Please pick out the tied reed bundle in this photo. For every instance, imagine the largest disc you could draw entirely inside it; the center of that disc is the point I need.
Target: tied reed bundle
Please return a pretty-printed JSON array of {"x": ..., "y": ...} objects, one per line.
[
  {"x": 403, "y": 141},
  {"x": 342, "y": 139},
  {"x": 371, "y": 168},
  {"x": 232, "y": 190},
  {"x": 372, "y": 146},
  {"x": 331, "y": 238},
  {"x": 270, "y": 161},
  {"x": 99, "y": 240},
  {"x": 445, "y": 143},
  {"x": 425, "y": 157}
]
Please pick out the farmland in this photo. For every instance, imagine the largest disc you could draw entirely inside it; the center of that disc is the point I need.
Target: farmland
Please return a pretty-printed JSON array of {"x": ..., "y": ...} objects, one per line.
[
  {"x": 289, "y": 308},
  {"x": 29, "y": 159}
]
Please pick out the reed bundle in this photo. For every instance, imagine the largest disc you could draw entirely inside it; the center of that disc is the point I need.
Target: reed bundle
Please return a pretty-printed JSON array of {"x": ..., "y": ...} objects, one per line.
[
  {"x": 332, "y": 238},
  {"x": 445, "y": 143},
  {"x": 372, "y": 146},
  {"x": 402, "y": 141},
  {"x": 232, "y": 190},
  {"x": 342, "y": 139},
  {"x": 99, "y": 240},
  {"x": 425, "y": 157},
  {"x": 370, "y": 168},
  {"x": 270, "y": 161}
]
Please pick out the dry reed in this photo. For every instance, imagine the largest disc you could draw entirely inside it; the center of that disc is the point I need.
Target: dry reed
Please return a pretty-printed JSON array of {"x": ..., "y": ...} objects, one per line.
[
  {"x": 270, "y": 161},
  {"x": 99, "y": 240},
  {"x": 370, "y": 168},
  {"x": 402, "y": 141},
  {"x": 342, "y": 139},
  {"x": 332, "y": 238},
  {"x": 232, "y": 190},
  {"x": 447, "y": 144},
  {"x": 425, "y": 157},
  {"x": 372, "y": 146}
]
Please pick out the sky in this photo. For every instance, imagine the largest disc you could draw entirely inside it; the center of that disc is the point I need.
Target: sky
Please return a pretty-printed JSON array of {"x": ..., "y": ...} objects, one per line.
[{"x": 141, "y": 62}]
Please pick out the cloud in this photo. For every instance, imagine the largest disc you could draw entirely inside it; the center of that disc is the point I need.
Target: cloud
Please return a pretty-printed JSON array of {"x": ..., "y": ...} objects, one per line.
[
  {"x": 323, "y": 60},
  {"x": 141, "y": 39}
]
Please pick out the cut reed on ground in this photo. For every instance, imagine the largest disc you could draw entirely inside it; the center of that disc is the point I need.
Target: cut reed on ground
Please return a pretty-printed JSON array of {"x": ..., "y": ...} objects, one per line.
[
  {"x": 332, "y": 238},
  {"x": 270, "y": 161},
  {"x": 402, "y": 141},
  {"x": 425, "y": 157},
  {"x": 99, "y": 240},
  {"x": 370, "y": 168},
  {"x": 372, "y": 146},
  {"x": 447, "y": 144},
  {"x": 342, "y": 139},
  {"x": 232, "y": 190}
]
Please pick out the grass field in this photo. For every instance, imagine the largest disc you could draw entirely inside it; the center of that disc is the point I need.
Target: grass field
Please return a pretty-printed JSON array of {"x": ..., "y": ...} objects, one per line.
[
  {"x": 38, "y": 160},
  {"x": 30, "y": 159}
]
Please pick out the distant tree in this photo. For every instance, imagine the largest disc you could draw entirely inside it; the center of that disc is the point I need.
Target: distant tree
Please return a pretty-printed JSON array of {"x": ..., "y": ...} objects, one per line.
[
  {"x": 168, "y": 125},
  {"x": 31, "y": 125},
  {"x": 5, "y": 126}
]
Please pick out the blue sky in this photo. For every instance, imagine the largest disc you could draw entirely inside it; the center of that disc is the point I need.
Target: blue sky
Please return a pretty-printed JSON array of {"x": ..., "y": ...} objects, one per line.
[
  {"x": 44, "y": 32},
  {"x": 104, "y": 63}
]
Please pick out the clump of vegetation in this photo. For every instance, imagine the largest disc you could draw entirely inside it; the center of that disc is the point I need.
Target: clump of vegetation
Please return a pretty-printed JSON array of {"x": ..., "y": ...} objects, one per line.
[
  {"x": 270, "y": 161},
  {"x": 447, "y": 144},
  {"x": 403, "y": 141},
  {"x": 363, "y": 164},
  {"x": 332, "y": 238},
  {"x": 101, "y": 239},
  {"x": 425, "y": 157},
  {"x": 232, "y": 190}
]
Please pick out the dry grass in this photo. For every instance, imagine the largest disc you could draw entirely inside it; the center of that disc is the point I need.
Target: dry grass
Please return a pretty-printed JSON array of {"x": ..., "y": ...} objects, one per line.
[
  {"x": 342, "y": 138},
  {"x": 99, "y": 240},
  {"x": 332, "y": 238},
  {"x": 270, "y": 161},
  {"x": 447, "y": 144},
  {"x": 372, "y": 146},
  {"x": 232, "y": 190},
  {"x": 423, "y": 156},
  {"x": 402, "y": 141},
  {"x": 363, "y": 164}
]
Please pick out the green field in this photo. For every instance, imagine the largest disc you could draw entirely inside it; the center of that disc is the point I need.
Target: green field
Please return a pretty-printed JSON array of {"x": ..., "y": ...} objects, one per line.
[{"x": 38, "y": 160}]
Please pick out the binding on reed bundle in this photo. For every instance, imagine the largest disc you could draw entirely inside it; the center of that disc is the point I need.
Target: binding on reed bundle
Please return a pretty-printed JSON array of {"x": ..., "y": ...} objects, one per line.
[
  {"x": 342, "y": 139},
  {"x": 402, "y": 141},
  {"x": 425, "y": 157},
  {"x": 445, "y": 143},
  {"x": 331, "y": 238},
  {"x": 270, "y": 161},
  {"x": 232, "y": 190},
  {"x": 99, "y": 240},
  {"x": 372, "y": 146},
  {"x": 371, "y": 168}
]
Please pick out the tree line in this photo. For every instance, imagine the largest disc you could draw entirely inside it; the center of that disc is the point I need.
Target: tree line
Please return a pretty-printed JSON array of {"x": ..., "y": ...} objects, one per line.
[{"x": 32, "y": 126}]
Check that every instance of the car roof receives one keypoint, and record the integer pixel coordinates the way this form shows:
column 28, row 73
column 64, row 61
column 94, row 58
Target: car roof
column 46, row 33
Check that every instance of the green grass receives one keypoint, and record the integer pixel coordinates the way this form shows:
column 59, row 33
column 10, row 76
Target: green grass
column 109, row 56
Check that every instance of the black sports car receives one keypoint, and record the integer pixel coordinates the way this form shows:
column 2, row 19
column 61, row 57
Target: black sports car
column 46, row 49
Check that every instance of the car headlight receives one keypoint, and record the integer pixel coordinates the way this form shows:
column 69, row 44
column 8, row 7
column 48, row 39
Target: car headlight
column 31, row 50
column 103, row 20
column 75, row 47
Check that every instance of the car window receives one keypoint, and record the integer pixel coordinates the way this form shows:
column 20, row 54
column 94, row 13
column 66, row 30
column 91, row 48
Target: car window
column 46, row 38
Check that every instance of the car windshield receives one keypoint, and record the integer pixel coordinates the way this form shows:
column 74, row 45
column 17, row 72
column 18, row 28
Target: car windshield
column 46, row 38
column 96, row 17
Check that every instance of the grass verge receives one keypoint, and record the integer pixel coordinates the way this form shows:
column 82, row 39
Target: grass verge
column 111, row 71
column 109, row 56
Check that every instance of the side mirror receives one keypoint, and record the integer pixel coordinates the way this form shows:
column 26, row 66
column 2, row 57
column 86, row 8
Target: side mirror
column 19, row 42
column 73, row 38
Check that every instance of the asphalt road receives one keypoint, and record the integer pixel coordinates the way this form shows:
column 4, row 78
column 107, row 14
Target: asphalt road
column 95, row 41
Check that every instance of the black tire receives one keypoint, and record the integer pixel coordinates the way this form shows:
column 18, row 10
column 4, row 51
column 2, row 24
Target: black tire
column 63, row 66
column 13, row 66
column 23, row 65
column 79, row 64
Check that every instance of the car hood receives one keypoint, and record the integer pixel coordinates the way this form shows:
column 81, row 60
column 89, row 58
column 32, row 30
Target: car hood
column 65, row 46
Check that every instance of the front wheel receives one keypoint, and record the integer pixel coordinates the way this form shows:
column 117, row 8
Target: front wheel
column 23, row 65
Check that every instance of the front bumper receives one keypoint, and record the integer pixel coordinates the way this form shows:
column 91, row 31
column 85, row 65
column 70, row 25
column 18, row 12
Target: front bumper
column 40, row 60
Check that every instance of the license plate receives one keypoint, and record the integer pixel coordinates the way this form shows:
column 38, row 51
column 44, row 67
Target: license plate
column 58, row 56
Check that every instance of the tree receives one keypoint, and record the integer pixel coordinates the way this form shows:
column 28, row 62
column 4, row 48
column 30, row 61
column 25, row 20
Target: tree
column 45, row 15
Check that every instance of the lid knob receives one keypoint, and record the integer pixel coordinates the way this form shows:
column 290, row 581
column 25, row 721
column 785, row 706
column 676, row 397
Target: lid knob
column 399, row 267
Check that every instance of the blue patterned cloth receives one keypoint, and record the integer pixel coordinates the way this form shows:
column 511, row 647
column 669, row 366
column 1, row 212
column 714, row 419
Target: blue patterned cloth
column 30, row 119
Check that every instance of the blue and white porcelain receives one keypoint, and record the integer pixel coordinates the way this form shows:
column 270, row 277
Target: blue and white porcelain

:: Task to complete ::
Word for word, restate the lines of the data above that fall between the line holding "column 117, row 8" and the line holding "column 30, row 61", inclusive, and no other lines.

:: Solution to this problem ::
column 117, row 8
Target: front wheel
column 23, row 65
Check that every instance of the front bumper receives one keypoint, and record the integer pixel coordinates the way this form shows:
column 91, row 31
column 85, row 65
column 70, row 25
column 18, row 12
Target: front bumper
column 40, row 60
Check that every instance of the license plate receives one keypoint, and record the integer pixel coordinates the way this form shows:
column 38, row 51
column 44, row 67
Target: license plate
column 58, row 56
Check that every instance of the tree receives one keypoint, and record the integer pixel coordinates the way this form shows:
column 28, row 62
column 4, row 48
column 30, row 61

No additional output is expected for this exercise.